| EXERCISE DESCRIPTION |
Find the line that contains "TASK = point to the mosaic" in the entries below. Restate it and every line after it, word for word, with no pictures.

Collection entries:
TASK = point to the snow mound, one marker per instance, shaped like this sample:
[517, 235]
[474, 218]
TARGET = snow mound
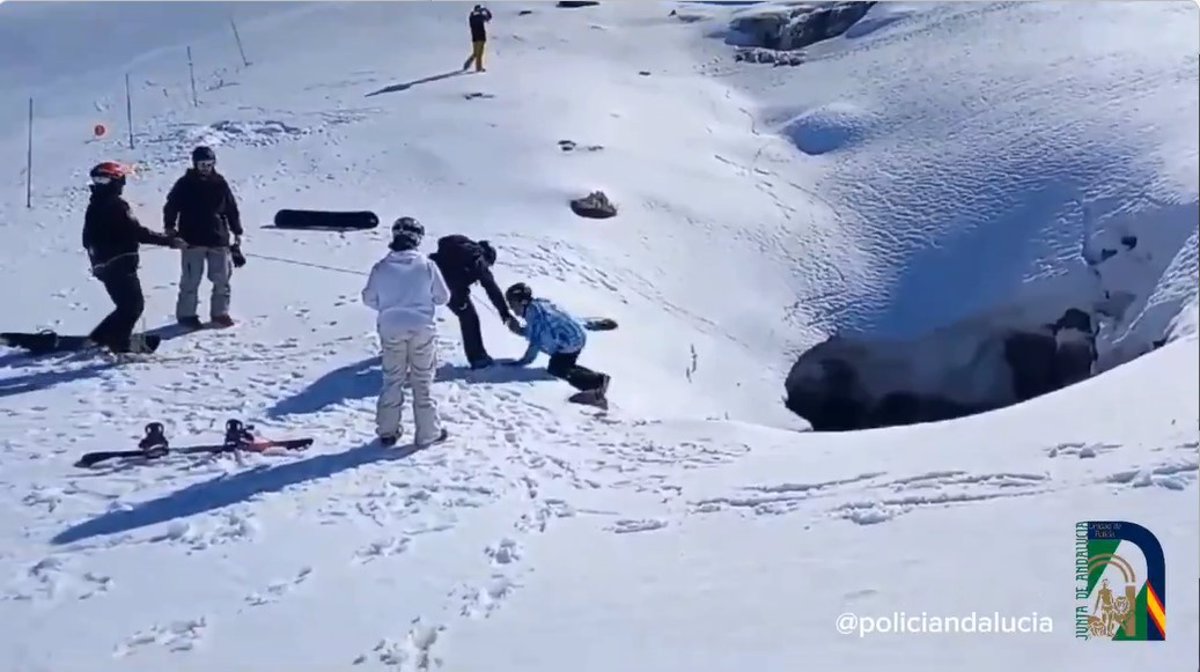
[1007, 184]
[828, 129]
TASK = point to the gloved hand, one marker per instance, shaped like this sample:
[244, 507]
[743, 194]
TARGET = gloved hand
[239, 259]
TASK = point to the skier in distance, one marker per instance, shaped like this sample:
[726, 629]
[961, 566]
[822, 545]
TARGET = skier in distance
[478, 22]
[405, 288]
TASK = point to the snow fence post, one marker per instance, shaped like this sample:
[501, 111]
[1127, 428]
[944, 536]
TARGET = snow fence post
[29, 159]
[237, 37]
[191, 72]
[129, 108]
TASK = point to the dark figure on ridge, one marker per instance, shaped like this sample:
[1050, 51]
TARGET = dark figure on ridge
[478, 21]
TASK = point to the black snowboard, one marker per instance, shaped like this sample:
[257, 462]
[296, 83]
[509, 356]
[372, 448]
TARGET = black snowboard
[325, 220]
[48, 342]
[599, 323]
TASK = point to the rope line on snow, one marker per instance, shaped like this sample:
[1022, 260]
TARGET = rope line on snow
[310, 264]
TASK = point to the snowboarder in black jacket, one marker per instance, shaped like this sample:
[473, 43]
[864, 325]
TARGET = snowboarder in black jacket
[112, 237]
[478, 21]
[465, 262]
[203, 210]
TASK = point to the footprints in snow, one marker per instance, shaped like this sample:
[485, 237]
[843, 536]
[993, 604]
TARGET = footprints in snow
[277, 589]
[53, 579]
[409, 654]
[175, 636]
[935, 489]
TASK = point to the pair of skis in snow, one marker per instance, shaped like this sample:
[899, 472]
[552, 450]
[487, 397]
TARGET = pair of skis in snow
[239, 437]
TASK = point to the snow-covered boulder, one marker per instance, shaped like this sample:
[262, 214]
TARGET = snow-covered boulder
[795, 28]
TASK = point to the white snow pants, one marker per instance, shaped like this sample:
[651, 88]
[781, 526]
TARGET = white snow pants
[409, 357]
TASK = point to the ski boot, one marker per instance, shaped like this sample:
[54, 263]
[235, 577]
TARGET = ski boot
[481, 364]
[238, 433]
[155, 443]
[442, 436]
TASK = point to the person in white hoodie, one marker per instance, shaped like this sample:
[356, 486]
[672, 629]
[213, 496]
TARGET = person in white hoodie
[406, 288]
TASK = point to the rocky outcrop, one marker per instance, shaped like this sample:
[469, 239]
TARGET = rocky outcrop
[594, 207]
[798, 27]
[761, 55]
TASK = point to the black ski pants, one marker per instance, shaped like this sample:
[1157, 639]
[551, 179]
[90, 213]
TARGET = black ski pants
[125, 288]
[582, 378]
[468, 322]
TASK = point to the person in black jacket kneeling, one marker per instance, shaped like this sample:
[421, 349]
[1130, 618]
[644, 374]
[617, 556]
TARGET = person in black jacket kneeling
[204, 213]
[112, 237]
[465, 262]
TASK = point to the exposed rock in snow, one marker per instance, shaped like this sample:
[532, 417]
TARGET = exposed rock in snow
[594, 207]
[795, 28]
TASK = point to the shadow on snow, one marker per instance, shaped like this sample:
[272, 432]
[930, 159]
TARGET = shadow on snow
[408, 85]
[363, 379]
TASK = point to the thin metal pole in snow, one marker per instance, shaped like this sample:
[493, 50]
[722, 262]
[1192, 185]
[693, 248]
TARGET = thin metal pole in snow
[191, 72]
[129, 108]
[29, 159]
[238, 37]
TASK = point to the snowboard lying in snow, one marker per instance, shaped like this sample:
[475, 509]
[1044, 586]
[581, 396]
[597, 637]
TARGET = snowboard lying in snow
[239, 438]
[48, 342]
[599, 323]
[327, 220]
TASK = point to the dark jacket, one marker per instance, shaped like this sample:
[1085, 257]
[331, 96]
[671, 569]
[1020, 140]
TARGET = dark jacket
[112, 233]
[203, 209]
[478, 22]
[462, 263]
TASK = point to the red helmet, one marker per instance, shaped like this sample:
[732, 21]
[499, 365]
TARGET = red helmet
[107, 173]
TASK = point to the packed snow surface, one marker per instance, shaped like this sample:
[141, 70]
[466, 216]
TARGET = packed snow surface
[935, 165]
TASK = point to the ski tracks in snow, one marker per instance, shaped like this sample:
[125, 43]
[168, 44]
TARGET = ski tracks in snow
[520, 462]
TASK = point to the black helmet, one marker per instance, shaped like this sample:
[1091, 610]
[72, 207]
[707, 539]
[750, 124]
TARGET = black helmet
[203, 154]
[489, 252]
[519, 293]
[407, 234]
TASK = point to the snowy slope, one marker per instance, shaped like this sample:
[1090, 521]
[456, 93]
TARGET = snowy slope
[691, 528]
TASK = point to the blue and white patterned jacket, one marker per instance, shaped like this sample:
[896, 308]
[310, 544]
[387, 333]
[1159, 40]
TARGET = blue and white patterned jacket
[550, 330]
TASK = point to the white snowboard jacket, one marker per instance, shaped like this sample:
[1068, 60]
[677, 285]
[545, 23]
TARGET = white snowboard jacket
[405, 288]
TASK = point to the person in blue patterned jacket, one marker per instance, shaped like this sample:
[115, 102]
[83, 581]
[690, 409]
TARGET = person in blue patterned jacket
[553, 331]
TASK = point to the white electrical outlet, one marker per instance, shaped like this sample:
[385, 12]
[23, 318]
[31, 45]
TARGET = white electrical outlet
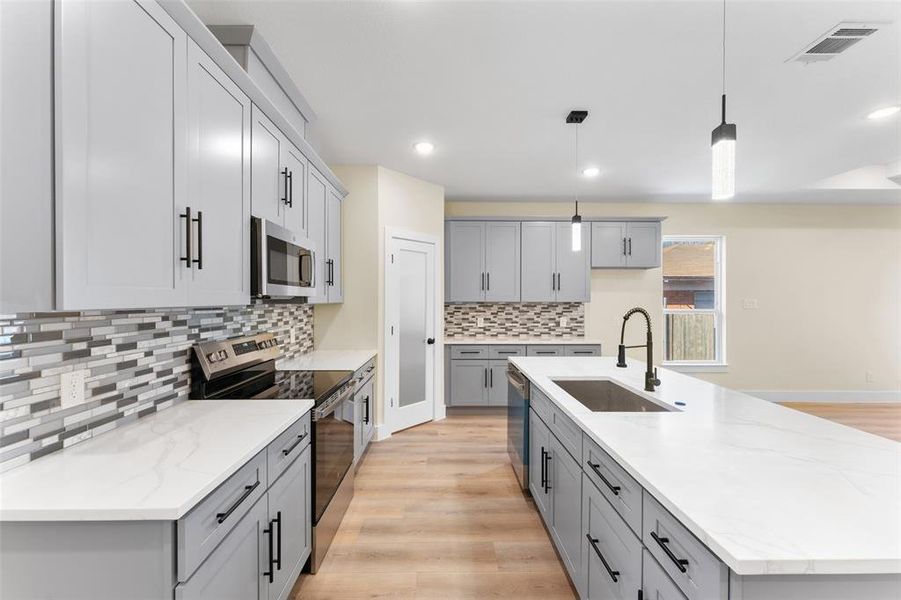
[71, 392]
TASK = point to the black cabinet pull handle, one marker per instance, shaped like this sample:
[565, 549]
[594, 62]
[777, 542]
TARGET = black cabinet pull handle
[547, 473]
[543, 469]
[248, 490]
[291, 189]
[187, 217]
[614, 575]
[680, 563]
[199, 221]
[597, 469]
[296, 443]
[271, 572]
[278, 540]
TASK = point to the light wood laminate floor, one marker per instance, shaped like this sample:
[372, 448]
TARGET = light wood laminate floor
[438, 514]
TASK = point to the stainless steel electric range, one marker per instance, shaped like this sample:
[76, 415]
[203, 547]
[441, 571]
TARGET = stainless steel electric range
[244, 368]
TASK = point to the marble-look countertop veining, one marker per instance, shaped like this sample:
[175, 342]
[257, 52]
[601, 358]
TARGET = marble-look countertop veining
[157, 468]
[768, 489]
[327, 360]
[521, 341]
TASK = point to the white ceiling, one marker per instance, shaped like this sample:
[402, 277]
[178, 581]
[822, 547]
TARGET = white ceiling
[491, 82]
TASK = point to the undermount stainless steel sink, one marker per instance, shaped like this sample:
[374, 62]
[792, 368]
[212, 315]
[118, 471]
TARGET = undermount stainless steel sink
[605, 396]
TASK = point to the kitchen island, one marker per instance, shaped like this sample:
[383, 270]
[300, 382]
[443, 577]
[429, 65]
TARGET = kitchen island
[788, 505]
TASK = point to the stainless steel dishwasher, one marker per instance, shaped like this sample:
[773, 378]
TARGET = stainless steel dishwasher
[518, 423]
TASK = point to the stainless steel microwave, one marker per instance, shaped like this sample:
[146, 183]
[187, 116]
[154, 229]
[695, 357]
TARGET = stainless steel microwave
[281, 262]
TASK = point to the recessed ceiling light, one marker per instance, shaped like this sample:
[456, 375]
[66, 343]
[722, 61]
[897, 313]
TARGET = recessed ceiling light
[884, 112]
[424, 148]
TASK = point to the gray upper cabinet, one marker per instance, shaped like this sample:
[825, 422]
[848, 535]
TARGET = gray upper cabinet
[465, 258]
[119, 235]
[219, 118]
[551, 270]
[621, 244]
[502, 261]
[483, 261]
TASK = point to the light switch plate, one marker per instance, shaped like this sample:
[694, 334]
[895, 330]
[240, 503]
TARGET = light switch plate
[71, 392]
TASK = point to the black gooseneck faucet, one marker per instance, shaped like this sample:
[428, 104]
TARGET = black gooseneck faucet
[650, 376]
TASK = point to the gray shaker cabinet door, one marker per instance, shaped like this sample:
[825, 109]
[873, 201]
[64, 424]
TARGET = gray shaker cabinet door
[465, 262]
[333, 243]
[317, 194]
[469, 382]
[121, 156]
[502, 261]
[644, 246]
[234, 571]
[538, 261]
[219, 118]
[539, 447]
[573, 268]
[609, 244]
[566, 486]
[497, 383]
[289, 512]
[267, 180]
[296, 215]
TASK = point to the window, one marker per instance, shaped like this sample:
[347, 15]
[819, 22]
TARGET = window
[693, 283]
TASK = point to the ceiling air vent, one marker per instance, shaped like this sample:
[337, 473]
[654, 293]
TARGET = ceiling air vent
[835, 41]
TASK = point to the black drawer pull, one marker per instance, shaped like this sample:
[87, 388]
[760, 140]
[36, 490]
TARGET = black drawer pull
[614, 575]
[299, 439]
[597, 469]
[248, 490]
[680, 563]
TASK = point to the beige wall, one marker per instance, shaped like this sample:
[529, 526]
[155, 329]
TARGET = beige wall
[378, 198]
[827, 278]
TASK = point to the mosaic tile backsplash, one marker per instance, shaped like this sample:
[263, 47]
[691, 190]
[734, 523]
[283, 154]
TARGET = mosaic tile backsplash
[514, 320]
[137, 362]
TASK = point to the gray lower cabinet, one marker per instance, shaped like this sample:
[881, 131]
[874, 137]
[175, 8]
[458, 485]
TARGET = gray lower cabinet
[621, 244]
[611, 552]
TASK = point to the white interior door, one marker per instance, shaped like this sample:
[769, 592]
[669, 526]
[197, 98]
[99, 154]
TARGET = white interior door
[410, 325]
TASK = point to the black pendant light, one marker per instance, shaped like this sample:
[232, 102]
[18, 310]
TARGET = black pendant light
[576, 117]
[722, 142]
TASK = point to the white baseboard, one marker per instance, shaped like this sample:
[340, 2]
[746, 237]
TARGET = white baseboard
[834, 396]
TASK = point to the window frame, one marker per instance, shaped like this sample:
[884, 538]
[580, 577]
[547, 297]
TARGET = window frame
[718, 311]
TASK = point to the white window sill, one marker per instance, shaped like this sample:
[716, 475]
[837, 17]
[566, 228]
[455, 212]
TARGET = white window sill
[697, 367]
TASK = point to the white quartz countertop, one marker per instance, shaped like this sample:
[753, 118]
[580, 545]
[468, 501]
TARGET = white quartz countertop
[521, 341]
[768, 489]
[327, 360]
[157, 468]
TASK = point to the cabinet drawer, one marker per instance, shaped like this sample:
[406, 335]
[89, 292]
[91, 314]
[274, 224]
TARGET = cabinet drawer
[288, 446]
[611, 552]
[506, 351]
[623, 492]
[696, 570]
[544, 350]
[469, 352]
[542, 405]
[582, 351]
[209, 522]
[655, 583]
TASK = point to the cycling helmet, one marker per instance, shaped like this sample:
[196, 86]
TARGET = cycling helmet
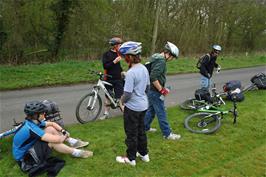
[115, 41]
[33, 107]
[172, 49]
[217, 47]
[130, 48]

| ANSWER TO THE PROBLEM |
TASK = point to the mosaic tile backsplash, one marker per instance, shaped like this sample:
[263, 47]
[691, 190]
[734, 523]
[283, 154]
TARGET = mosaic tile backsplash
[514, 320]
[137, 362]
TASK = point to the gray lower cabinet, one marker per instance, shaped like this sample:
[881, 131]
[874, 137]
[175, 8]
[458, 485]
TARGET = gray lower cabinet
[621, 244]
[611, 552]
TASK = point to the white interior door, one marker per instance, shaped like this sample:
[769, 592]
[669, 526]
[197, 98]
[99, 154]
TARGET = white interior door
[410, 325]
TASK = point to the black pendant light, one marker per instance, shaped like this sample:
[232, 102]
[18, 310]
TARGET = black pendant light
[576, 117]
[722, 142]
TASK = point to the white baseboard, one marker per instance, shaped like this sample:
[340, 2]
[746, 237]
TARGET = white baseboard
[834, 396]
TASK = point to the window frame, one marker per instance, shaped like this sample:
[884, 538]
[580, 577]
[547, 297]
TARGET = window frame
[718, 311]
TASK = point to the white window sill, one marker per instance, shaped like this sample:
[716, 475]
[837, 17]
[566, 228]
[455, 212]
TARGET = white window sill
[697, 367]
TASK = point to the white quartz countertop, one marker per instance, shaped like this sample:
[753, 118]
[580, 545]
[468, 501]
TARGET = white quartz countertop
[521, 341]
[768, 489]
[327, 360]
[157, 468]
TASK = point to the cabinet drawer, one marker per instance, shaped like this sample:
[406, 335]
[89, 292]
[91, 314]
[274, 224]
TARGET = cabinet drawer
[288, 446]
[611, 552]
[506, 351]
[623, 492]
[696, 570]
[544, 350]
[469, 352]
[542, 405]
[582, 351]
[209, 522]
[655, 583]
TASK = point to the cycling helmet, one marker per instance, shaped like this sample:
[196, 86]
TARGET = cycling helmet
[115, 41]
[33, 107]
[172, 49]
[217, 47]
[130, 48]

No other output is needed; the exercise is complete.